+++ DATA IN THIS EXERCISE

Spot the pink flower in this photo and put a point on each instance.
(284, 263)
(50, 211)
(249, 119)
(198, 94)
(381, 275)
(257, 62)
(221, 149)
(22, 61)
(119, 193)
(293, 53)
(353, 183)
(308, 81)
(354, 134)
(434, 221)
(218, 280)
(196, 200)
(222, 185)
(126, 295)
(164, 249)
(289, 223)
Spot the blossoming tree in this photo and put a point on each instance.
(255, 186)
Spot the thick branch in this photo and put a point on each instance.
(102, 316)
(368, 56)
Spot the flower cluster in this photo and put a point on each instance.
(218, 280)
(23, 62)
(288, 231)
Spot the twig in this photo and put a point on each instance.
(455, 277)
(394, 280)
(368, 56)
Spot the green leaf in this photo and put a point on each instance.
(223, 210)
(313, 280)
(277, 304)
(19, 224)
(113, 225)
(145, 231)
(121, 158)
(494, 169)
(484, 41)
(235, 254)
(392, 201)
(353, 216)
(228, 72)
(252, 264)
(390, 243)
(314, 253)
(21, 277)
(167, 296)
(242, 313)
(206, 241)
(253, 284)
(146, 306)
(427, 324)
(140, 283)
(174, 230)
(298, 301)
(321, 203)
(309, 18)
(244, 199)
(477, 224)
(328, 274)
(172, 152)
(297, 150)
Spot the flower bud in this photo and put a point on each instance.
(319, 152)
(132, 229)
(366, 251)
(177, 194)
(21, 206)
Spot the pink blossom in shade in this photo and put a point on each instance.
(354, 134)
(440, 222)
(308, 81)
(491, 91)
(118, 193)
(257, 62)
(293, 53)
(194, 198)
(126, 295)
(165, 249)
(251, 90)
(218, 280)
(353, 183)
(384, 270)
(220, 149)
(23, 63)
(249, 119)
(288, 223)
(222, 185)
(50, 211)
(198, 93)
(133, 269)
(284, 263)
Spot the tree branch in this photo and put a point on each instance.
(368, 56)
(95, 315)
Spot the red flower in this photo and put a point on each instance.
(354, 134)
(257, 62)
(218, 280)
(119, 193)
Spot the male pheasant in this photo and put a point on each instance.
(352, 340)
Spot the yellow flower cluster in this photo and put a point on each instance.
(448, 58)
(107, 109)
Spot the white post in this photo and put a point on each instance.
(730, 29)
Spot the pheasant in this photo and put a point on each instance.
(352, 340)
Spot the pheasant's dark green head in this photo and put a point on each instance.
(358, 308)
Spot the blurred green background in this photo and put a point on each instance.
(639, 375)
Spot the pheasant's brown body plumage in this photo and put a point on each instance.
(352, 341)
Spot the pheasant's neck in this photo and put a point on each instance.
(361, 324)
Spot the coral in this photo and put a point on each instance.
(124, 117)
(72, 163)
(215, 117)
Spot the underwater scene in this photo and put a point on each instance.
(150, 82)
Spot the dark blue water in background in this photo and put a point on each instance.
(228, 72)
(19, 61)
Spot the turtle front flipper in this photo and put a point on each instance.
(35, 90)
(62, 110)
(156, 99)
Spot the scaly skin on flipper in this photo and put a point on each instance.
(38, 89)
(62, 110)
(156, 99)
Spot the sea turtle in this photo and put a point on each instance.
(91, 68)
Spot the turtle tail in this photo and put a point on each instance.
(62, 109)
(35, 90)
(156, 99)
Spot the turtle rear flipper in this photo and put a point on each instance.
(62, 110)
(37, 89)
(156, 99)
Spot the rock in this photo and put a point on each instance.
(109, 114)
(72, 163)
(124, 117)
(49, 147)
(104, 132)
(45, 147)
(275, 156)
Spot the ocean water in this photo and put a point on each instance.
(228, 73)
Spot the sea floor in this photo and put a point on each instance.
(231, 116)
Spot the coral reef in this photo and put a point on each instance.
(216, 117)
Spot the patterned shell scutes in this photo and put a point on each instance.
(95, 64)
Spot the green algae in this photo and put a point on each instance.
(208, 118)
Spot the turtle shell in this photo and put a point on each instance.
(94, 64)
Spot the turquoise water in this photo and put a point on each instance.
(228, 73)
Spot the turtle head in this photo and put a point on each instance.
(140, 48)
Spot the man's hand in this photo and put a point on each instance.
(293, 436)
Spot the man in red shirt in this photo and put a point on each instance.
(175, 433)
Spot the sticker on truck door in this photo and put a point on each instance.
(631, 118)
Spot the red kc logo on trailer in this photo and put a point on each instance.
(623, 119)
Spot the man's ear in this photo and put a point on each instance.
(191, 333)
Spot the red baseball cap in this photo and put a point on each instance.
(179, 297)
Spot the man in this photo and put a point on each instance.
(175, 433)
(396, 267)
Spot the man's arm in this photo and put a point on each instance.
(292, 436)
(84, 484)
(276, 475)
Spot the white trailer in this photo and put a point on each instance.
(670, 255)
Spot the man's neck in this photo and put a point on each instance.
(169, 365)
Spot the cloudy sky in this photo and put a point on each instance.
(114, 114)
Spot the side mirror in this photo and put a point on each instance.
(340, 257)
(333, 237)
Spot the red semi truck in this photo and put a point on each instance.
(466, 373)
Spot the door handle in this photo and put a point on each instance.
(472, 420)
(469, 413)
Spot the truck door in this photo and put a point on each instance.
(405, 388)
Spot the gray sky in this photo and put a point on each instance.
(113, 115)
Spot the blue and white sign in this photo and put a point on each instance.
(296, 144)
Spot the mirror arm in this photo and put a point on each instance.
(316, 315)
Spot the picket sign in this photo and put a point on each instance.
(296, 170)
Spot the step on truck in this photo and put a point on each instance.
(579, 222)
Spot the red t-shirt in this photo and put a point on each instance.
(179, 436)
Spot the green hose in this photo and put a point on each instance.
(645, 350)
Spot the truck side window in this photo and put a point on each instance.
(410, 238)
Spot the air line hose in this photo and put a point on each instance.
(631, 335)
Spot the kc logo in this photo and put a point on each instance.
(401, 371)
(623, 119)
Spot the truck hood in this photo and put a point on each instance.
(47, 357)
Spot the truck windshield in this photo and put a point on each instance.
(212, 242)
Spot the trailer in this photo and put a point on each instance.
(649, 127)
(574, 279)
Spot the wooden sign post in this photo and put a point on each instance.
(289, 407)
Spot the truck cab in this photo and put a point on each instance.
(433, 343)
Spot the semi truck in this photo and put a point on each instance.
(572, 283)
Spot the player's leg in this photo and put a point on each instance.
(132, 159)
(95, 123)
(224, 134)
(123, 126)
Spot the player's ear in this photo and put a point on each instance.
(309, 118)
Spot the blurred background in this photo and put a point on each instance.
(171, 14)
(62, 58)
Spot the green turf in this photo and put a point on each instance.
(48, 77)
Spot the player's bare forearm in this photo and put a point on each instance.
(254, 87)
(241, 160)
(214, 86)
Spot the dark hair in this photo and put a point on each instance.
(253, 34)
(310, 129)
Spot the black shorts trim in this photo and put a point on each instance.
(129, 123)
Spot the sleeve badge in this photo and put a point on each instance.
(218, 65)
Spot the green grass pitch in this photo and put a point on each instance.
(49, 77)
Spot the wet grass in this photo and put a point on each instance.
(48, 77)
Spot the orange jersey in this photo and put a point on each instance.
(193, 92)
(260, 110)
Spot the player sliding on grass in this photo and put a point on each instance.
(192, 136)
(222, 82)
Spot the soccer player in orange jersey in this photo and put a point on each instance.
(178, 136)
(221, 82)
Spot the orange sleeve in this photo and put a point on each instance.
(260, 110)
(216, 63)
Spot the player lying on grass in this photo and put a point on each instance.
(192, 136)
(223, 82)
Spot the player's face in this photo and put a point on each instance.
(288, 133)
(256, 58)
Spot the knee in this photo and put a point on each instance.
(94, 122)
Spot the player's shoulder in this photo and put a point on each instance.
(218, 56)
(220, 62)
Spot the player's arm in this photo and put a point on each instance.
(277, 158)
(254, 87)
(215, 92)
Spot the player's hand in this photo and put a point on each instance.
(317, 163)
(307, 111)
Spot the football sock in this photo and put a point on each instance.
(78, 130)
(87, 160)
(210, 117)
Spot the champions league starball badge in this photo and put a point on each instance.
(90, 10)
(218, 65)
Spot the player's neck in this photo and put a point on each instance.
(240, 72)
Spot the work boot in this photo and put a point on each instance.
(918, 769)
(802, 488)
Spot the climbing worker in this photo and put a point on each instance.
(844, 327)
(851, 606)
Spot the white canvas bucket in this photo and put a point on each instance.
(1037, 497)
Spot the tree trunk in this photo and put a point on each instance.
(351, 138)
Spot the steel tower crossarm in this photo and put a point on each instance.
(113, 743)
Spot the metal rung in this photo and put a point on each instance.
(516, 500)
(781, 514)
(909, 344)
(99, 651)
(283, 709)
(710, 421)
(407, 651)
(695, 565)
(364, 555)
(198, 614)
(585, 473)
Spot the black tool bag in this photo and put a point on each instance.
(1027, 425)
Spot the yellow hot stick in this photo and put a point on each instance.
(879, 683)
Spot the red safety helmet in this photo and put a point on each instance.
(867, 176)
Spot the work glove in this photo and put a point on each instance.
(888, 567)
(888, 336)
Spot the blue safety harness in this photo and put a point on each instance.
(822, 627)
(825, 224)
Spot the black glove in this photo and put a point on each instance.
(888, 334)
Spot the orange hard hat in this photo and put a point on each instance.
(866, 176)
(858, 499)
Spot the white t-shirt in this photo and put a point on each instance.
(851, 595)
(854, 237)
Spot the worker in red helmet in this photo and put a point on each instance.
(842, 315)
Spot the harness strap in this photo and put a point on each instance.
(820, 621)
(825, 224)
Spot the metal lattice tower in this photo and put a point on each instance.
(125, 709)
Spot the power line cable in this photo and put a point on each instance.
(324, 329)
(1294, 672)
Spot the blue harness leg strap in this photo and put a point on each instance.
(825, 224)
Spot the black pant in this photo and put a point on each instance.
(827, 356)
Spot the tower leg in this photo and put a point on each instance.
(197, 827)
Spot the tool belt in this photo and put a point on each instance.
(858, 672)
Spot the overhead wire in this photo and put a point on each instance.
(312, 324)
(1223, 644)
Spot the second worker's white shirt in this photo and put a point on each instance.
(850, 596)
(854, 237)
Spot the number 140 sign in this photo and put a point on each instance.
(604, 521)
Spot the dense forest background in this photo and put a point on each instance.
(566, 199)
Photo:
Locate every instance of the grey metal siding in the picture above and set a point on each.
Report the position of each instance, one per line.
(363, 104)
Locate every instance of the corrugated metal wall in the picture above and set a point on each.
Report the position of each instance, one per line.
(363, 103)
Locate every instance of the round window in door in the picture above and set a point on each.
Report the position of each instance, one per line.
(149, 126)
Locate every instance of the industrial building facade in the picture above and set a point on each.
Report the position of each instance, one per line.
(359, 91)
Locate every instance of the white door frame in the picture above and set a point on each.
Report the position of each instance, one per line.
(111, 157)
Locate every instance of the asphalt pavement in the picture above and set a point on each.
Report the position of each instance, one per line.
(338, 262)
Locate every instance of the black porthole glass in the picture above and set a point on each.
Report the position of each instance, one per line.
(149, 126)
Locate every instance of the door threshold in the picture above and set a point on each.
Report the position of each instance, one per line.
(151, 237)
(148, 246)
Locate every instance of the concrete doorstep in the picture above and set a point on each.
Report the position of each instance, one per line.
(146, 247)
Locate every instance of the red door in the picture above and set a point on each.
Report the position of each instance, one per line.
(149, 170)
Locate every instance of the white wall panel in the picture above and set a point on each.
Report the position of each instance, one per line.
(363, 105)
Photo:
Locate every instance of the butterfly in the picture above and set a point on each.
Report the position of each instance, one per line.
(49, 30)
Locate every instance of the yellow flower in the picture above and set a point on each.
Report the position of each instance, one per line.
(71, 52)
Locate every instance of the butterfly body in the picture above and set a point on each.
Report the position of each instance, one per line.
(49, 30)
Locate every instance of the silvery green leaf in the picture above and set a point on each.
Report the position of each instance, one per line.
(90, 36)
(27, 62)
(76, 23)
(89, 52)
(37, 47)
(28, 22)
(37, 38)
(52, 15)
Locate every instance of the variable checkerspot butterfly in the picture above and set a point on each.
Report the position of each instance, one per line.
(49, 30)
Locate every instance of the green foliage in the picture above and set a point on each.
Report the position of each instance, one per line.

++++++

EXERCISE BRIEF:
Search the data for "butterfly". Copy each line that has it.

WRITTEN SOLUTION:
Locate every instance of the butterfly in the picture above and set a point on each.
Locate every instance of the butterfly body in the picture above and set a point on each.
Locate every instance of the variable checkerspot butterfly in the picture above and set a point on each.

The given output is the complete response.